§ What you will do: Format everything from the start of the data down to the line containing "0 118 219 416", inclusive, as a numbered list, skipping any blank lines.

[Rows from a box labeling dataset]
+===+

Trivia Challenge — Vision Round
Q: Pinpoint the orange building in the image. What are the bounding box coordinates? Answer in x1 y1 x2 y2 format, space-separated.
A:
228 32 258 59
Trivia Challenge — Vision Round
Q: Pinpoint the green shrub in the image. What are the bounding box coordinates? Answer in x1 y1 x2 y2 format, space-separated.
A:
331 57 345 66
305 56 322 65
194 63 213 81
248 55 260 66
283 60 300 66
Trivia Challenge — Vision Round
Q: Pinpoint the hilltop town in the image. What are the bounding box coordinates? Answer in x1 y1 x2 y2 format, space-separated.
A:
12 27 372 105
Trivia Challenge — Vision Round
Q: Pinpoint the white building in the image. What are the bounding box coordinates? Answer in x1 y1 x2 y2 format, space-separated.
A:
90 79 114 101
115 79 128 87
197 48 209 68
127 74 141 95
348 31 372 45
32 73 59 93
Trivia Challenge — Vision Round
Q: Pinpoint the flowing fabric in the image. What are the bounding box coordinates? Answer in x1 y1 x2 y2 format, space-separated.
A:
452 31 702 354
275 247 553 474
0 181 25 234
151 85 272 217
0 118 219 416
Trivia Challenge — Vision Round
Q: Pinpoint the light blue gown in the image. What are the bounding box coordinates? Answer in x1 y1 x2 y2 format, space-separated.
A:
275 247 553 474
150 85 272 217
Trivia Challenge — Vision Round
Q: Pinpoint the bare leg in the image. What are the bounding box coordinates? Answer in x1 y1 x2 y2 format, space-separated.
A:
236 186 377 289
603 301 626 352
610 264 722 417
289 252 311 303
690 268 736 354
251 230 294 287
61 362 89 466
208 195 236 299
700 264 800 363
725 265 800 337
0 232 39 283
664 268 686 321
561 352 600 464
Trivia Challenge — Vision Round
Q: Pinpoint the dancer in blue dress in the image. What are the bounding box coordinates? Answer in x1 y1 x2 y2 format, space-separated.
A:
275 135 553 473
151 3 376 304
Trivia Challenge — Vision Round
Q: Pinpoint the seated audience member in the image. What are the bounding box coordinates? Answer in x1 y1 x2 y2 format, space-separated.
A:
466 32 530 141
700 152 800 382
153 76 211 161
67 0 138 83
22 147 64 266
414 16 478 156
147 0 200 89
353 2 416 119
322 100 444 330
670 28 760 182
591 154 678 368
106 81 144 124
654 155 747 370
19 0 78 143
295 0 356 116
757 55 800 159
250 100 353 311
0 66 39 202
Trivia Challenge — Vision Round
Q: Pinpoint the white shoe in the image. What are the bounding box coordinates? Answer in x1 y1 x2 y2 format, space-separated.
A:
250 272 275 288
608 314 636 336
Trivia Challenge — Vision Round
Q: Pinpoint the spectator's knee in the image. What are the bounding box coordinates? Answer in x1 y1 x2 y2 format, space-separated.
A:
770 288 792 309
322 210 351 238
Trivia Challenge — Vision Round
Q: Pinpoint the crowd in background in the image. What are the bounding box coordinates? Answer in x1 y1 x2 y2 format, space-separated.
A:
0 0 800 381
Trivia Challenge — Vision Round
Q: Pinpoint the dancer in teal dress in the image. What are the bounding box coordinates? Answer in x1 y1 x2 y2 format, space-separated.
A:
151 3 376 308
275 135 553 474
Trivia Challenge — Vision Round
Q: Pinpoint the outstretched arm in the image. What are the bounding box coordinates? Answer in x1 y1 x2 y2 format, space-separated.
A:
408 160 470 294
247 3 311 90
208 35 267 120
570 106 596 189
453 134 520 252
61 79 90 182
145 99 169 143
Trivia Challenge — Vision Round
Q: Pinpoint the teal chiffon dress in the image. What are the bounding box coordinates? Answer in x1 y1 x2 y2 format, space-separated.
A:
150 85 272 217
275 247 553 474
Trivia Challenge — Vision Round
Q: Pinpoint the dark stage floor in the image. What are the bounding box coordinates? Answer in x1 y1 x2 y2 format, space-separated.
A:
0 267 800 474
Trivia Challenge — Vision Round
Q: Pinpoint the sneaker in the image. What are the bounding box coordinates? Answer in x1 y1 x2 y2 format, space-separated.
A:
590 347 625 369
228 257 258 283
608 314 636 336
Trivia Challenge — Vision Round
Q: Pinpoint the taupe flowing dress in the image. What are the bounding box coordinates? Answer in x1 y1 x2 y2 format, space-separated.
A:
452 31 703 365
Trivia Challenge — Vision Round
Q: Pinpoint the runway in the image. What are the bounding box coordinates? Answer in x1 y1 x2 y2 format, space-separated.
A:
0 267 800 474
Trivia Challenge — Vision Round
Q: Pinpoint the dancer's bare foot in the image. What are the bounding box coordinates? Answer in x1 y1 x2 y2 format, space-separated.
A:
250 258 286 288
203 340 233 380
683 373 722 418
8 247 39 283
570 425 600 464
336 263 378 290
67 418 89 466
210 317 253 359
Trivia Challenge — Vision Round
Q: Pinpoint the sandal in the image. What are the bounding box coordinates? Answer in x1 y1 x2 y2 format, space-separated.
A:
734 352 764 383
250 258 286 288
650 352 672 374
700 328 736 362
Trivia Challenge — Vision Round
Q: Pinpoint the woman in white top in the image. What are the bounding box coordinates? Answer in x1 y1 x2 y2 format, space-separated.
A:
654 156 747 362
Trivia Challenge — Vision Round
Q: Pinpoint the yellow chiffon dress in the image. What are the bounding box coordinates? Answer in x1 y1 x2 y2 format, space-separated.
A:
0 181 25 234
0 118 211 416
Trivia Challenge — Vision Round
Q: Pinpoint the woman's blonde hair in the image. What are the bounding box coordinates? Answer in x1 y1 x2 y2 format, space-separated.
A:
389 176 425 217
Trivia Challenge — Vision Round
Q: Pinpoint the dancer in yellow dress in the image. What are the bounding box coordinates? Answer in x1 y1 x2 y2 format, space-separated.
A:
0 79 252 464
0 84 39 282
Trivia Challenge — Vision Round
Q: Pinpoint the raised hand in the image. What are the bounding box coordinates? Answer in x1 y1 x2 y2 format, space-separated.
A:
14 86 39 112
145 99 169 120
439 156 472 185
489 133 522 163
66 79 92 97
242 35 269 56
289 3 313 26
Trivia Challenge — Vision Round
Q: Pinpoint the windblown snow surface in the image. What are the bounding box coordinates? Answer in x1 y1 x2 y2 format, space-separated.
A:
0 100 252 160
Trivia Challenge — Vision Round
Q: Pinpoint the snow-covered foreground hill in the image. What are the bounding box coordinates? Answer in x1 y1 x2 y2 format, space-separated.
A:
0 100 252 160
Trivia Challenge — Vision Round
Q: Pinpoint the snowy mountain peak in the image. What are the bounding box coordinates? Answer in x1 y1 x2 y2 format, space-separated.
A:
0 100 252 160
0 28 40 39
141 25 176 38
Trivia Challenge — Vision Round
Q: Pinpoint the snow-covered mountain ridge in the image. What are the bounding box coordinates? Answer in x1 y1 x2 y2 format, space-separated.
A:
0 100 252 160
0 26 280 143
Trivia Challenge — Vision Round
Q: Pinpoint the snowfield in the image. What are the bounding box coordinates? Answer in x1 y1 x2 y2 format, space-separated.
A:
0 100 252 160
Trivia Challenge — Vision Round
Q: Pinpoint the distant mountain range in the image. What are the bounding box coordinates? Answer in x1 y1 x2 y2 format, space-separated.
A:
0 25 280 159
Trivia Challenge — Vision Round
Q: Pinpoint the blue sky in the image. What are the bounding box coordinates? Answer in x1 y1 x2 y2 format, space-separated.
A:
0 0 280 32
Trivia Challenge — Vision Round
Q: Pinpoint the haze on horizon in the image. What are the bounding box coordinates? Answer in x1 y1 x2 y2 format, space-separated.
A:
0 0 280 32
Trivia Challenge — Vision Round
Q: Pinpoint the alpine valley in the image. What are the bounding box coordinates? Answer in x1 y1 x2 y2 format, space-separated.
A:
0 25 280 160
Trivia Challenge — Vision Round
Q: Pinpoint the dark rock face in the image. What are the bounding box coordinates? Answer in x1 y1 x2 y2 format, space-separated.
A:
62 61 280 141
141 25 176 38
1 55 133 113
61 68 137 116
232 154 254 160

+===+

§ Exercise answer:
1. Trivia Challenge — Vision Round
2. Q: Pinpoint the orange building in the image. What are the bounding box coordinates? Answer in x1 y1 x2 y2 format, space-separated.
3. A:
4. 228 32 258 59
5. Trivia Challenge — Vision Round
6. Q: Pinpoint the green shrub in the image. What are the bounding box coordinates? Answer in x1 y1 x2 y2 format, space-separated.
7. A:
8. 331 57 345 66
9. 305 56 322 65
10. 194 63 213 81
11. 248 55 260 66
12. 283 60 300 66
13. Trivia Challenge — Vision Round
14. Q: Pinpoint the hilltop town in the image. What are the bounding box coordinates? Answer in x1 y1 x2 y2 format, space-separated.
15. A:
16. 12 27 372 105
17. Trivia Challenge — Vision Round
18. Q: Pinpoint the white building in the image. What are the bounding box coordinates? Answer in x1 y1 x2 y2 format, space-separated.
19. A:
20. 90 79 114 101
21. 115 79 128 87
22. 197 48 209 68
23. 127 74 141 95
24. 348 31 372 45
25. 32 73 59 93
26. Trivia Challenge — Vision Round
27. Q: Pinpoint the flowing fabric in the image. What are the bounding box coordinates? Answer in x1 y1 x2 y2 format, space-separated.
28. A:
29. 452 31 702 354
30. 275 247 553 474
31. 0 181 25 234
32. 151 85 272 217
33. 0 118 219 416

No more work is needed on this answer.